■ **Your task**
Go through the entries and copy each one exactly. Leave none out.

■ **Entries shown**
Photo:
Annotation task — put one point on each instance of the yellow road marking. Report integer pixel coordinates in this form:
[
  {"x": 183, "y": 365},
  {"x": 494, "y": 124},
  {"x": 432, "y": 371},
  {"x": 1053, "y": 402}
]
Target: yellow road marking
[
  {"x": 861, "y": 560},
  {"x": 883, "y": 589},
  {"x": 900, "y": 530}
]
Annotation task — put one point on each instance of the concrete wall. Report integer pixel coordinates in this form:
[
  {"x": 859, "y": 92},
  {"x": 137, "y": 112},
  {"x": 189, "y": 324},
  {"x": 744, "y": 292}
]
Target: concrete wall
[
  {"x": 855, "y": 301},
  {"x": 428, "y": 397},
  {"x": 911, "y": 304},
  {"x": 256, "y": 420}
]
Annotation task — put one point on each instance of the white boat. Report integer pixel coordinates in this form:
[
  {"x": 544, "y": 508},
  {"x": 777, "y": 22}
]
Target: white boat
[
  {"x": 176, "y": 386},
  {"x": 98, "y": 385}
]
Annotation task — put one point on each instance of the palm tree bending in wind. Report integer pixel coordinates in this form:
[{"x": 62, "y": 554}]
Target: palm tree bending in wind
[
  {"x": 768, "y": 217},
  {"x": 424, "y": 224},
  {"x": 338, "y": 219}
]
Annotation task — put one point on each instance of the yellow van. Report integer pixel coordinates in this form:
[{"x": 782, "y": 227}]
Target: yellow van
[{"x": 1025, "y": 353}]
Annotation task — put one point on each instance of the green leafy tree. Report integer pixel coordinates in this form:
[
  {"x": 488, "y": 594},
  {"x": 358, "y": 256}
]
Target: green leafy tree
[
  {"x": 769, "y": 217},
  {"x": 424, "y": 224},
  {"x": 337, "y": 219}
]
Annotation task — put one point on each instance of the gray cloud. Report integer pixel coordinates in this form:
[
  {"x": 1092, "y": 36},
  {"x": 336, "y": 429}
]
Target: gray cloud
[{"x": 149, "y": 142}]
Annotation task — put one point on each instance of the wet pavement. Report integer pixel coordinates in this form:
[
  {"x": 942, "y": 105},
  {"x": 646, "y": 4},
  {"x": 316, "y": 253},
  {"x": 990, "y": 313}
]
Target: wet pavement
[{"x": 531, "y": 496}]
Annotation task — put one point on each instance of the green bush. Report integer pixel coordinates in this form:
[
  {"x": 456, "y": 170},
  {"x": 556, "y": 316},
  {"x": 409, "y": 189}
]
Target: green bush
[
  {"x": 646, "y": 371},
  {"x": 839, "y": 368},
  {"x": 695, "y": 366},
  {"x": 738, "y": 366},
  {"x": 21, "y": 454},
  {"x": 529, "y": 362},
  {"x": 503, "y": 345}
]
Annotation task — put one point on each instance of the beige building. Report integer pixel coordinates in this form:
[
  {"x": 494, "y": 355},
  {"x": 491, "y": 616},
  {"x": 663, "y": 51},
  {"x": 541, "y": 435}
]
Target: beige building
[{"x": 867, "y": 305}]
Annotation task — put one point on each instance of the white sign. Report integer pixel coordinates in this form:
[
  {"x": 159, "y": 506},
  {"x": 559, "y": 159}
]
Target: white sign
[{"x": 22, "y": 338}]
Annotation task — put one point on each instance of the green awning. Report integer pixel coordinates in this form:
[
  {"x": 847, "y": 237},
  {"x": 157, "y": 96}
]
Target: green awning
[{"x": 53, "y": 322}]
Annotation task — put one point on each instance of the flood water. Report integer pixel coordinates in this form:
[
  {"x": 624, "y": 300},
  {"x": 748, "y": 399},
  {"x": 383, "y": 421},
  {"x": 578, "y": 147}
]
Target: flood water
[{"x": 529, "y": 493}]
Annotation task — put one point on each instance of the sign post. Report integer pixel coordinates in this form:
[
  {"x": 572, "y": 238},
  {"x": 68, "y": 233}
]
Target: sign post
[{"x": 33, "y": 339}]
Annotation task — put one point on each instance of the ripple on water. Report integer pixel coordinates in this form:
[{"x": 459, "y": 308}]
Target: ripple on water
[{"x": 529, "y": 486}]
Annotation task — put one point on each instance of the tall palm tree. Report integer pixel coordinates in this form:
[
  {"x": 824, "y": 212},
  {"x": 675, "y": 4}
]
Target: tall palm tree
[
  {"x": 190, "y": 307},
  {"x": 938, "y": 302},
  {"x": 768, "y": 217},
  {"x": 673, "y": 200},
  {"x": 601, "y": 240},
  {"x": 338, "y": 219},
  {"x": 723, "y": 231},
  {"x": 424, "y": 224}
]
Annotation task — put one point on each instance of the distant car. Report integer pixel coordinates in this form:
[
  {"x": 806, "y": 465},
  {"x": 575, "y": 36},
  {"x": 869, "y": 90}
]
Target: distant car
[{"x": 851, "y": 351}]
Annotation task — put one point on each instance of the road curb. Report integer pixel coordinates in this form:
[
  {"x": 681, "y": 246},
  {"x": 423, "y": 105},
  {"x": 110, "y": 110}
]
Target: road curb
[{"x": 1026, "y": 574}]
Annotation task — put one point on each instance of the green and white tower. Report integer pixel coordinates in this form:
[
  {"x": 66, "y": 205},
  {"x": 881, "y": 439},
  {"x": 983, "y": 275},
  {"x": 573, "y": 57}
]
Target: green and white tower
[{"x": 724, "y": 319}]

■ **Written response**
Photo:
Annotation task — put one point on each instance of the yellow road marking. Report integer pixel coordinates in this form:
[
  {"x": 183, "y": 365},
  {"x": 494, "y": 124},
  {"x": 432, "y": 371},
  {"x": 1053, "y": 402}
]
Target: yellow road marking
[
  {"x": 861, "y": 560},
  {"x": 883, "y": 589},
  {"x": 900, "y": 530}
]
Annotation task — put one point on each instance of the concrete wall. Report integer pixel coordinates in this form:
[
  {"x": 859, "y": 92},
  {"x": 137, "y": 112},
  {"x": 189, "y": 324},
  {"x": 744, "y": 292}
]
Target: concrete wall
[
  {"x": 855, "y": 301},
  {"x": 428, "y": 397},
  {"x": 911, "y": 304},
  {"x": 256, "y": 420}
]
Annotation task — put one point on each instance of the white boat. Report integer pixel coordinates in this form:
[
  {"x": 544, "y": 508},
  {"x": 777, "y": 22}
]
Target: white boat
[
  {"x": 176, "y": 386},
  {"x": 98, "y": 385}
]
Annotation task — put one point on each instance of the palm tree bending in wind. Report integer pixel coordinates in this form:
[{"x": 62, "y": 554}]
Target: palm tree bending in wind
[
  {"x": 768, "y": 217},
  {"x": 424, "y": 224},
  {"x": 338, "y": 219}
]
Annotation task — put one point on each instance of the yellow van. Report integer pixel coordinates in this form:
[{"x": 782, "y": 227}]
Target: yellow van
[{"x": 1025, "y": 353}]
Annotation task — put one point on each instance of the green leafy tree. Report integer pixel coordinates in this form:
[
  {"x": 488, "y": 594},
  {"x": 358, "y": 256}
]
Target: green leafy tree
[
  {"x": 769, "y": 217},
  {"x": 424, "y": 224},
  {"x": 337, "y": 219}
]
Annotation task — put one point on each instance of the gray cloud. Report integer pixel coordinates in this form:
[
  {"x": 1092, "y": 36},
  {"x": 336, "y": 429}
]
Target: gray cloud
[{"x": 149, "y": 142}]
Annotation task — put one point on each instance of the wet pavement. Report integer pixel coordinates in this form:
[
  {"x": 942, "y": 105},
  {"x": 646, "y": 4},
  {"x": 316, "y": 253},
  {"x": 990, "y": 313}
]
Target: wet pavement
[{"x": 531, "y": 496}]
Annotation task — put one point on each instance of the green bush. Report integer pixel coordinates in this form:
[
  {"x": 456, "y": 170},
  {"x": 556, "y": 316},
  {"x": 409, "y": 189}
]
Target: green bush
[
  {"x": 646, "y": 371},
  {"x": 839, "y": 368},
  {"x": 695, "y": 366},
  {"x": 738, "y": 366},
  {"x": 21, "y": 454},
  {"x": 529, "y": 362},
  {"x": 503, "y": 345}
]
Annotation task — put one point on each instance of the beige building. Report integer pixel coordinates in this form:
[
  {"x": 494, "y": 355},
  {"x": 491, "y": 616},
  {"x": 663, "y": 51},
  {"x": 541, "y": 435}
]
Target: beige building
[{"x": 867, "y": 305}]
Annotation task — put one point on each instance of the white sign. Report integer pixel coordinates in this form:
[
  {"x": 159, "y": 506},
  {"x": 559, "y": 159}
]
Target: white sign
[{"x": 22, "y": 338}]
Annotation task — put one point on each instance of the green awning. Report integer pixel coordinates in this form:
[
  {"x": 847, "y": 237},
  {"x": 157, "y": 96}
]
Target: green awning
[{"x": 53, "y": 322}]
Annotation task — put one point on each instance of the flood water. Report integer pixel coordinates in this form:
[
  {"x": 624, "y": 300},
  {"x": 748, "y": 399},
  {"x": 383, "y": 421},
  {"x": 578, "y": 147}
]
Target: flood water
[{"x": 529, "y": 493}]
Annotation task — put one point on each instance of the sign post. Report integer pixel coordinates in this form:
[
  {"x": 572, "y": 238},
  {"x": 68, "y": 233}
]
Target: sign post
[{"x": 33, "y": 339}]
Annotation task — put one point on each instance of the ripple on water. Report integer pixel coordinates in this form:
[{"x": 459, "y": 308}]
Target: ripple on water
[{"x": 529, "y": 486}]
Annotation task — put one point on each instance of the tall palm tree. Report integer pixel coordinates in this form:
[
  {"x": 824, "y": 212},
  {"x": 675, "y": 4}
]
Target: tall palm tree
[
  {"x": 190, "y": 307},
  {"x": 938, "y": 302},
  {"x": 768, "y": 217},
  {"x": 673, "y": 200},
  {"x": 601, "y": 240},
  {"x": 338, "y": 219},
  {"x": 723, "y": 231},
  {"x": 424, "y": 224}
]
Annotation task — put one point on each instance of the distant car. Report integer pixel coordinates in this form:
[
  {"x": 806, "y": 465},
  {"x": 575, "y": 36},
  {"x": 869, "y": 90}
]
Target: distant car
[{"x": 851, "y": 351}]
Annotation task — put one point on each instance of the road curb. Report integer pixel coordinates in this form:
[
  {"x": 681, "y": 246},
  {"x": 423, "y": 105},
  {"x": 110, "y": 110}
]
Target: road curb
[{"x": 1026, "y": 574}]
Annotation task — put one point on each instance of the green and white tower. Report integer pixel coordinates in this form:
[
  {"x": 66, "y": 205},
  {"x": 881, "y": 439},
  {"x": 983, "y": 275},
  {"x": 573, "y": 57}
]
Target: green and white tower
[{"x": 724, "y": 319}]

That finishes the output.